→ **REQUIREMENT**
Reproduce the records below in full, replacing each occurrence of "Expected format" with "Required format" and leaving every other character unchanged.

→ **DATASET ROWS**
------------------------
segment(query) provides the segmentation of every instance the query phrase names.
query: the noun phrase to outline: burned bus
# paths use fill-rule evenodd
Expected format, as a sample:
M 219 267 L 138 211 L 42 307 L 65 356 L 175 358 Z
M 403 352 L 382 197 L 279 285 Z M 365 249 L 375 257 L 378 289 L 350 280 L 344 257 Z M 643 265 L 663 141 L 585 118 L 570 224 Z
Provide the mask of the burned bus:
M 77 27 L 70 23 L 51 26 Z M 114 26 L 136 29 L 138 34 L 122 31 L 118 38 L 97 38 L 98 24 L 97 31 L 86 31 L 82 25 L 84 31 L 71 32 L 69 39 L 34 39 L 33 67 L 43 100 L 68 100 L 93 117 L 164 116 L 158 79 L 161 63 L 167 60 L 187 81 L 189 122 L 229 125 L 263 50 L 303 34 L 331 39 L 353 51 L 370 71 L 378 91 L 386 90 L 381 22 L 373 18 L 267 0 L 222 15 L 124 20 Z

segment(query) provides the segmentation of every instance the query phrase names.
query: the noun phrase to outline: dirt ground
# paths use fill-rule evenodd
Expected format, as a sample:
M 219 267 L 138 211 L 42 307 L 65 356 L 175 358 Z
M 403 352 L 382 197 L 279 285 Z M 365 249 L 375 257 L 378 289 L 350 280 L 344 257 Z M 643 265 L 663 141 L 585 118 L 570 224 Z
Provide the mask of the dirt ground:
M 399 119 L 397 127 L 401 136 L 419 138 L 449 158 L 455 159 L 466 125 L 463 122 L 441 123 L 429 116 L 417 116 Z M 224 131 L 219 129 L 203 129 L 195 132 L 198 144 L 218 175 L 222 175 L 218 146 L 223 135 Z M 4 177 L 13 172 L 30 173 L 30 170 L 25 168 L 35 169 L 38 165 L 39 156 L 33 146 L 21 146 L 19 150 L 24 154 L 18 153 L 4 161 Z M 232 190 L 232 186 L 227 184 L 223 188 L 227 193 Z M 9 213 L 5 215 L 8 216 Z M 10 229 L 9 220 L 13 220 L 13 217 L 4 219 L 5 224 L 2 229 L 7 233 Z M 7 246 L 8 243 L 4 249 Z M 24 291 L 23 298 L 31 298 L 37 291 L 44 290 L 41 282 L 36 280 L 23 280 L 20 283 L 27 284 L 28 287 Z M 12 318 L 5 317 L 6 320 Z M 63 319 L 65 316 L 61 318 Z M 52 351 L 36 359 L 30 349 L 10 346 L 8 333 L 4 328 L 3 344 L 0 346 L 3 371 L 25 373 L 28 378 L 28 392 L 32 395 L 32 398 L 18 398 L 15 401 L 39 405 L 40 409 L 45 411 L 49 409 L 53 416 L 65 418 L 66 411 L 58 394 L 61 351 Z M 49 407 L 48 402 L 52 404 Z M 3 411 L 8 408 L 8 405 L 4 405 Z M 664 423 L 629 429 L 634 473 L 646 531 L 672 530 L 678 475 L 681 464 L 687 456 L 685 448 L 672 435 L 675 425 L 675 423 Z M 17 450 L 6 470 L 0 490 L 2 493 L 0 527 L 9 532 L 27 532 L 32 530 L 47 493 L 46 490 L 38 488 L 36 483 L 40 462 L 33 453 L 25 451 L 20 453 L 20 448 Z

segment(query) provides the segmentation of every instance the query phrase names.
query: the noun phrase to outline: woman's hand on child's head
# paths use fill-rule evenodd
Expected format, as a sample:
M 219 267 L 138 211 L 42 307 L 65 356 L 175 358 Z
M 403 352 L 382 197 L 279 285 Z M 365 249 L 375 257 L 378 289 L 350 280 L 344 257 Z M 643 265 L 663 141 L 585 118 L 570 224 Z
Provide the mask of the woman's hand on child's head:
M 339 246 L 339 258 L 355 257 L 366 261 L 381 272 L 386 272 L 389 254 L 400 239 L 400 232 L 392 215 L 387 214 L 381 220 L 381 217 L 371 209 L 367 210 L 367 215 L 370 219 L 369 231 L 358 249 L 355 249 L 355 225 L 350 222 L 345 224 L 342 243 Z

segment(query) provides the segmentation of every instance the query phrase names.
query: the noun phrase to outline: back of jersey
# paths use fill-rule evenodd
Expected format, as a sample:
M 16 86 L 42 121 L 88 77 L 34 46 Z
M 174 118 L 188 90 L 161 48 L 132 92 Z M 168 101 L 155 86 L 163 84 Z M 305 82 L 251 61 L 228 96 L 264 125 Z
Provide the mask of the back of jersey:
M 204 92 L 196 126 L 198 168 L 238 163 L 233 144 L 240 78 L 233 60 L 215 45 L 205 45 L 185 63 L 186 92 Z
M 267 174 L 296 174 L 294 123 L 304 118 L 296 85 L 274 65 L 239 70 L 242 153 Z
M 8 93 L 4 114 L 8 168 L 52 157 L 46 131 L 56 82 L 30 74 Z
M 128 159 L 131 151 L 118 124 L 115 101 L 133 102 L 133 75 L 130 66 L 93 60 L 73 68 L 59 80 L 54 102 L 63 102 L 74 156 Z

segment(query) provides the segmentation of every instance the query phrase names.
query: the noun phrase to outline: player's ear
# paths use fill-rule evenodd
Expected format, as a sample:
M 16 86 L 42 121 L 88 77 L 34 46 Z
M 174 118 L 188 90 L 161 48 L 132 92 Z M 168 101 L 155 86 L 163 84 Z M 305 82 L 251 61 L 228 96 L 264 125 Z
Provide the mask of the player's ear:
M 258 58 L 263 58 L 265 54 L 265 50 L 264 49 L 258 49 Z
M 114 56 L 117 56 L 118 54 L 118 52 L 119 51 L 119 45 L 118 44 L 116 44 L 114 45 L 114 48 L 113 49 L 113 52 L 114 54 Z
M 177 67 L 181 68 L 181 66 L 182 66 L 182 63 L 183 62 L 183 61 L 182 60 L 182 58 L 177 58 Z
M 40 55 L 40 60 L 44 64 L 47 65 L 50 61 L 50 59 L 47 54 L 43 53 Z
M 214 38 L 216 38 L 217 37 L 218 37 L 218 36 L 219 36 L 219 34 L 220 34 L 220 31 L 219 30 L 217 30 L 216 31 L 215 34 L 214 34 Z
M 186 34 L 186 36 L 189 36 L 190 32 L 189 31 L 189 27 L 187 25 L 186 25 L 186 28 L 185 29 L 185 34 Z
------------------------
→ **OUTPUT OF THE TASK**
segment(query) provides the segmentation of every instance the query phrase names.
query: the noun phrase to outline: burned bus
# paths use fill-rule evenodd
Required format, as a sample:
M 219 267 L 138 211 L 42 307 L 65 356 L 175 358 Z
M 403 352 L 382 197 L 279 285 Z M 365 249 L 375 257 L 378 289 L 350 280 L 344 257 Z M 643 265 L 663 141 L 585 118 L 570 224 Z
Provide the mask of the burned bus:
M 77 27 L 70 23 L 51 26 Z M 114 26 L 136 29 L 138 34 L 122 31 L 118 38 L 97 38 L 98 24 L 97 31 L 86 31 L 82 25 L 84 31 L 71 32 L 69 39 L 34 39 L 33 67 L 43 100 L 68 100 L 93 117 L 164 116 L 158 79 L 161 63 L 167 60 L 187 81 L 189 122 L 229 125 L 263 50 L 303 34 L 331 39 L 353 51 L 370 71 L 378 91 L 386 90 L 381 22 L 373 18 L 267 0 L 222 15 L 124 20 Z

segment(query) provides the segmentation of every instance the query phrase names.
query: the noun phrase to outline: dirt ground
# paths use fill-rule evenodd
Required format, as a sample:
M 219 267 L 138 211 L 42 307 L 65 356 L 175 358 Z
M 403 352 L 382 197 L 279 285 Z M 365 249 L 375 257 L 378 289 L 350 280 L 344 257 Z M 643 265 L 663 141 L 585 118 L 570 224 Z
Provide the mask of the dirt ground:
M 399 119 L 397 127 L 401 136 L 419 138 L 449 158 L 455 159 L 466 125 L 463 122 L 441 123 L 429 116 L 417 116 Z M 224 131 L 219 129 L 203 129 L 195 132 L 198 144 L 218 175 L 222 175 L 218 146 L 223 135 Z M 4 177 L 13 172 L 30 173 L 30 170 L 25 168 L 35 169 L 38 165 L 39 156 L 33 146 L 21 146 L 19 150 L 24 154 L 18 153 L 4 161 Z M 232 190 L 232 186 L 227 184 L 223 188 L 227 193 Z M 9 213 L 5 215 L 8 216 Z M 10 229 L 9 220 L 13 220 L 13 217 L 4 219 L 5 224 L 2 229 L 7 233 Z M 7 246 L 8 243 L 4 249 Z M 24 291 L 23 298 L 31 298 L 37 291 L 44 290 L 41 282 L 36 280 L 23 280 L 20 283 L 27 284 L 28 287 Z M 12 318 L 5 317 L 6 320 Z M 63 319 L 65 316 L 61 318 Z M 52 351 L 36 359 L 30 349 L 10 346 L 8 333 L 4 328 L 3 344 L 0 346 L 3 371 L 25 373 L 28 378 L 28 392 L 32 395 L 32 398 L 18 398 L 15 401 L 39 405 L 40 409 L 45 411 L 49 409 L 53 416 L 65 418 L 66 411 L 58 394 L 61 351 Z M 49 407 L 48 402 L 52 404 Z M 3 411 L 8 408 L 8 405 L 4 405 Z M 664 423 L 629 429 L 634 473 L 646 531 L 672 530 L 678 475 L 681 464 L 687 456 L 685 448 L 672 435 L 675 425 L 675 423 Z M 17 450 L 6 470 L 0 490 L 2 493 L 0 527 L 9 532 L 27 532 L 32 530 L 47 493 L 46 490 L 38 488 L 36 483 L 40 462 L 33 453 L 25 451 L 20 453 L 20 448 Z

segment(query) provides the segmentation of every instance the query phrase names.
query: the noun phrase to outline: woman's hand on child's head
# paths use fill-rule evenodd
Required format, as a sample:
M 219 267 L 138 211 L 42 307 L 65 356 L 175 358 Z
M 403 352 L 382 197 L 279 285 Z M 365 249 L 375 257 L 378 289 L 350 280 L 344 257 Z M 643 265 L 663 141 L 585 118 L 570 224 Z
Provide the mask of the woman's hand on child's head:
M 339 246 L 339 258 L 355 257 L 366 261 L 381 272 L 386 272 L 389 254 L 400 239 L 400 232 L 392 215 L 387 214 L 381 220 L 381 217 L 371 209 L 367 210 L 367 215 L 370 219 L 369 231 L 358 249 L 355 249 L 355 225 L 350 222 L 345 224 L 342 243 Z

segment(query) provides the segmentation of every instance the query phrase names.
query: the noun phrase to outline: back of jersey
# paths use fill-rule evenodd
Required format, as a sample:
M 16 86 L 42 121 L 88 77 L 34 46 Z
M 174 118 L 188 90 L 161 48 L 132 92 Z M 168 101 L 155 86 L 163 84 Z M 305 82 L 251 61 L 228 96 L 264 125 Z
Provide the mask of the back of jersey:
M 204 92 L 196 126 L 198 168 L 238 163 L 233 144 L 240 78 L 233 60 L 215 45 L 205 45 L 185 63 L 186 92 Z
M 267 174 L 296 174 L 294 123 L 304 118 L 296 85 L 274 65 L 239 70 L 242 153 Z
M 8 93 L 4 114 L 8 168 L 52 157 L 46 131 L 56 82 L 30 74 Z
M 128 159 L 131 151 L 118 124 L 115 101 L 133 102 L 133 75 L 130 66 L 93 60 L 73 68 L 59 80 L 54 102 L 63 102 L 74 156 Z

segment(query) provides the segmentation of every instance the query phrase names.
query: the noun phrase to outline: player's ear
# paths use fill-rule evenodd
Required format, as a sample:
M 16 86 L 42 121 L 88 77 L 34 46 Z
M 174 118 L 188 90 L 161 48 L 132 92 Z M 168 101 L 155 86 L 163 84 Z M 305 82 L 251 61 L 228 96 L 264 125 Z
Provide the mask of the player's ear:
M 258 58 L 263 58 L 265 54 L 265 50 L 264 49 L 258 49 Z
M 114 56 L 117 56 L 118 54 L 118 52 L 119 51 L 119 45 L 118 44 L 116 44 L 114 45 L 114 48 L 113 49 L 113 52 L 114 54 Z
M 177 67 L 181 68 L 181 66 L 182 66 L 182 63 L 183 62 L 183 61 L 182 60 L 182 58 L 177 58 Z
M 40 55 L 40 60 L 44 64 L 47 65 L 50 61 L 50 59 L 47 54 L 43 53 Z
M 214 38 L 216 38 L 217 37 L 218 37 L 218 36 L 219 36 L 219 34 L 220 34 L 220 31 L 219 30 L 217 30 L 216 31 L 215 34 L 214 34 Z
M 186 34 L 186 36 L 189 36 L 190 32 L 189 31 L 189 27 L 187 25 L 186 25 L 186 28 L 185 29 L 185 34 Z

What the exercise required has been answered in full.